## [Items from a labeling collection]
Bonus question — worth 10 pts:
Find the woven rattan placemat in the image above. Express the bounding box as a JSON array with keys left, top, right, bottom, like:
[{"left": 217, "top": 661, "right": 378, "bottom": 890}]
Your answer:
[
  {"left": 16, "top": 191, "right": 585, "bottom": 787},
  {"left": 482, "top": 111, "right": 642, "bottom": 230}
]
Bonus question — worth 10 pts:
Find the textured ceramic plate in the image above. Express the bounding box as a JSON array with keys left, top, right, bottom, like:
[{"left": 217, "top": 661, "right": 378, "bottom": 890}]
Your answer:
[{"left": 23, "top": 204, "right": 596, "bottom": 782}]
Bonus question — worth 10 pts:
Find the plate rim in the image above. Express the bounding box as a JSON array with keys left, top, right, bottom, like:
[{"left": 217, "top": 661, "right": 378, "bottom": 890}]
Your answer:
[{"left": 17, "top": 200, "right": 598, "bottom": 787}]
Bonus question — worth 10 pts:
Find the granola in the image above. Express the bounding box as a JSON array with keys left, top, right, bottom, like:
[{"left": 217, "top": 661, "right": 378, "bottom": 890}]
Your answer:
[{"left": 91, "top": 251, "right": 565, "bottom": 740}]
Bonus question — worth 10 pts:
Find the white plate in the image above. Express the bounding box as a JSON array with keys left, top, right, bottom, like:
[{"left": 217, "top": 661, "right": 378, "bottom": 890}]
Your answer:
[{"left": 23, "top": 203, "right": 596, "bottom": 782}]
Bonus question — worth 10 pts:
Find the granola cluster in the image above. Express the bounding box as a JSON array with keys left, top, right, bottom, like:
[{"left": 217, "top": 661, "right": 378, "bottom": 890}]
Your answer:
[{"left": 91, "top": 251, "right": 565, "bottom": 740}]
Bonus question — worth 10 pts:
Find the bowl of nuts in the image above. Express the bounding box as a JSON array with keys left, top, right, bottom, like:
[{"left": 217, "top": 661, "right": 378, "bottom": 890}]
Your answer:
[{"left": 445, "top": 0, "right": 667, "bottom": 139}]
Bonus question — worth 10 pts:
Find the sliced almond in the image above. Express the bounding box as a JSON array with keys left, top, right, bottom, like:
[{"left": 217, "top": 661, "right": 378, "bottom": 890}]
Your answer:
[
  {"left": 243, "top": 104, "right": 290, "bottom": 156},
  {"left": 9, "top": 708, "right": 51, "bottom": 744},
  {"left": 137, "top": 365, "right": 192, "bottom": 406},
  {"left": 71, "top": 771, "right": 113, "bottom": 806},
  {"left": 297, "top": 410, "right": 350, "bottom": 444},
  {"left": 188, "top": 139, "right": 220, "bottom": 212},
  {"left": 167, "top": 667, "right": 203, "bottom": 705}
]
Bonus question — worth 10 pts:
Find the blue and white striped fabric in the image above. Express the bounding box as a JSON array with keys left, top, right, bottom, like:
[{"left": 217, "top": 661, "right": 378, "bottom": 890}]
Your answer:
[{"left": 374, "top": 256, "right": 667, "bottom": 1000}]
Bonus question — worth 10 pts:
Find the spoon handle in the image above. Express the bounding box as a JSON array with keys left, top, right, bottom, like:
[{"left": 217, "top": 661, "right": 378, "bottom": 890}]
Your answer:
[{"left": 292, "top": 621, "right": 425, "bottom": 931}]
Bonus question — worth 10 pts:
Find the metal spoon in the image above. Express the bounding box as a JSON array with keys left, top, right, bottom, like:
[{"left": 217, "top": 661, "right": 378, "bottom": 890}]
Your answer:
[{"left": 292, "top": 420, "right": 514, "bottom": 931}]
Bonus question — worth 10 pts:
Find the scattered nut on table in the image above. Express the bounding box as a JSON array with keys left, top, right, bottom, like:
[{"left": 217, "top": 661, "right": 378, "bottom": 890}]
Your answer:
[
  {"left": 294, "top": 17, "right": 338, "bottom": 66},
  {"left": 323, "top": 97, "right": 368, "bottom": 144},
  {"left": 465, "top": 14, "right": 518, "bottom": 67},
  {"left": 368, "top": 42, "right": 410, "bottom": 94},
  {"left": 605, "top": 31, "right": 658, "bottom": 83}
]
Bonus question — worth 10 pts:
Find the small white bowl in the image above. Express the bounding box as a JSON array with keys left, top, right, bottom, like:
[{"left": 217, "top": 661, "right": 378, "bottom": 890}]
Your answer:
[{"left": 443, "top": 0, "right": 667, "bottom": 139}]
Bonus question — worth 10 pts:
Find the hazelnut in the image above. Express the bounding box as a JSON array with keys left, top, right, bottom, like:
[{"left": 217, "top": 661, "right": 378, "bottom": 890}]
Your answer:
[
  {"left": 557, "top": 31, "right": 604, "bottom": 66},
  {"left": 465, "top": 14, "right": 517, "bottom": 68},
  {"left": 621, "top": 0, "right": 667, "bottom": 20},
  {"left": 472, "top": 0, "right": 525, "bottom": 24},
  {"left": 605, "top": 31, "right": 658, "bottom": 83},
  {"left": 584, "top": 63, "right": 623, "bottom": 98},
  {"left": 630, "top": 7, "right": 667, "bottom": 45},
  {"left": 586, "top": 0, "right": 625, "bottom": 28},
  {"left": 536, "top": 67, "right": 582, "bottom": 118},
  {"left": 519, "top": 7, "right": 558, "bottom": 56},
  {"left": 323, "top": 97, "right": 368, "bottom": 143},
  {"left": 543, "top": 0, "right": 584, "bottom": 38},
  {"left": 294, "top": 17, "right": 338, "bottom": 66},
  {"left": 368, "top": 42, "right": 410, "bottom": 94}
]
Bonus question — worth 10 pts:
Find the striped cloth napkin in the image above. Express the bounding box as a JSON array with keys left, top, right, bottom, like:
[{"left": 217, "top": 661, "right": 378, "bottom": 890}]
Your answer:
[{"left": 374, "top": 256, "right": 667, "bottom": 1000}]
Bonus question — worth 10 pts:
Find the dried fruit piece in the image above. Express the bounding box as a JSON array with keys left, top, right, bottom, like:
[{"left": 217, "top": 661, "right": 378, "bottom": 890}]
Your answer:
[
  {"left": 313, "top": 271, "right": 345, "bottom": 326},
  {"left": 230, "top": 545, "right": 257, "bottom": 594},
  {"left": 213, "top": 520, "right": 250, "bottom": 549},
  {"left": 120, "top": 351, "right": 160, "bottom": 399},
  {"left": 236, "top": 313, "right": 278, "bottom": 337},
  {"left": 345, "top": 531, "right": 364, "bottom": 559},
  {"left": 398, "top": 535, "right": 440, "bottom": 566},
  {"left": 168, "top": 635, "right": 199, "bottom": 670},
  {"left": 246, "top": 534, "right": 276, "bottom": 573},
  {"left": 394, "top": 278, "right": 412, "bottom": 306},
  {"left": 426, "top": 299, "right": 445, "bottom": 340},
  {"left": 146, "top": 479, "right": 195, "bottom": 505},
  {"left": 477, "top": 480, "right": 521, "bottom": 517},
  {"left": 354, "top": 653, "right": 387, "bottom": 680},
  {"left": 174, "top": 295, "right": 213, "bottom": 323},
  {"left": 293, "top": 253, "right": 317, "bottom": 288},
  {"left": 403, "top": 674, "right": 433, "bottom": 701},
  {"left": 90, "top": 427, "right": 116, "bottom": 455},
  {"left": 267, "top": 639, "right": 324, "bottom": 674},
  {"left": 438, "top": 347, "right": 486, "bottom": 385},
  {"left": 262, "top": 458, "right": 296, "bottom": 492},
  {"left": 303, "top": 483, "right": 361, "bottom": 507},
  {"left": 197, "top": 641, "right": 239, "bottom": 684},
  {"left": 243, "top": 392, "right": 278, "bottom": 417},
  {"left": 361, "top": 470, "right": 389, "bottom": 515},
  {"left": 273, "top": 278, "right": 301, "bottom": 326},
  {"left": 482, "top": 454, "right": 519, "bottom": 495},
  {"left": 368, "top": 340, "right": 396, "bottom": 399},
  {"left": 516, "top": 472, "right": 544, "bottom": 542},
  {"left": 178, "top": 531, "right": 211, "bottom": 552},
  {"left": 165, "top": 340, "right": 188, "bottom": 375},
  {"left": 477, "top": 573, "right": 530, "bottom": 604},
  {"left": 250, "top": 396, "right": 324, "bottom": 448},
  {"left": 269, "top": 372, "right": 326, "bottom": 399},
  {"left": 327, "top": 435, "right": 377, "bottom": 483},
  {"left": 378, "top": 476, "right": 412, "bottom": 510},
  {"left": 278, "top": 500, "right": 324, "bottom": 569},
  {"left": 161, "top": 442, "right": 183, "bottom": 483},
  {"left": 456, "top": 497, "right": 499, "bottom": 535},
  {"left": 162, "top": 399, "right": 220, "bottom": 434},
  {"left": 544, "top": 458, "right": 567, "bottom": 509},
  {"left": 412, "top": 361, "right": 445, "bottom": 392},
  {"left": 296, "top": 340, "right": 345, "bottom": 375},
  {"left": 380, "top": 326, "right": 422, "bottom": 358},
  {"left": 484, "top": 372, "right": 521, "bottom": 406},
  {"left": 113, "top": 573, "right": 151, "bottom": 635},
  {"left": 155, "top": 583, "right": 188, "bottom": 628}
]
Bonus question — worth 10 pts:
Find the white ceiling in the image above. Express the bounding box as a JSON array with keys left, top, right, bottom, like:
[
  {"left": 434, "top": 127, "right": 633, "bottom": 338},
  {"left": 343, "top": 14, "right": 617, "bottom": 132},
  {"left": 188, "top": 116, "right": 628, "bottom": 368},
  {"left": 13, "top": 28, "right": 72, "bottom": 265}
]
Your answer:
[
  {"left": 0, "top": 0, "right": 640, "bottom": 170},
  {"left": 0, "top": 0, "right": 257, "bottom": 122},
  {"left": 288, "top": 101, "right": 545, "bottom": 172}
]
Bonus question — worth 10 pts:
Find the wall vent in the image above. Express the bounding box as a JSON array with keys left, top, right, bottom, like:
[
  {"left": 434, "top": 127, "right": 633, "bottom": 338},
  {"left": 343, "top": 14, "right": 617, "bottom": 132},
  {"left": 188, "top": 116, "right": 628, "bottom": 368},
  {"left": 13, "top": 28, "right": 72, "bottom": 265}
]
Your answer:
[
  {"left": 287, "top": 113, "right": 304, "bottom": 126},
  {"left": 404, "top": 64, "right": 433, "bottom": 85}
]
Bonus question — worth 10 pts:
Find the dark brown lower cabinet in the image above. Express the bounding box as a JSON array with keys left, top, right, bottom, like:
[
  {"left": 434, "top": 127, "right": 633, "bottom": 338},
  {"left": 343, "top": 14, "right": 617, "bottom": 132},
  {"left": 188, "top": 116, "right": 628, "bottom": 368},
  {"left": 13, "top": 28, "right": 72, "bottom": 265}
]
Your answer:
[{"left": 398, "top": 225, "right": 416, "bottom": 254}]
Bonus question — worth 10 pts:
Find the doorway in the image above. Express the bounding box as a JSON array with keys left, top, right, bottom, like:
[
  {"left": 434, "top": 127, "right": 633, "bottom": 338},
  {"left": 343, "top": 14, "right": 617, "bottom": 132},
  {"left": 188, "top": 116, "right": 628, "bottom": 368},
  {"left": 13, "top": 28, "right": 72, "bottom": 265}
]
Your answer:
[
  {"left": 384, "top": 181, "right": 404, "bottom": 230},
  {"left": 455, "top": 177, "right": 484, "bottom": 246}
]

## [EXERCISE DIRECTIONS]
Pull out every line of the material above that contains the word "bowl", with case counting.

## [RIGHT ANSWER]
Find the bowl of nuts in the image above. Express the bounding box as a JSON array with keys left, top, right, bottom, like:
Find the small white bowl in the image above. Express the bounding box as a JSON array with keys left, top, right, bottom, like:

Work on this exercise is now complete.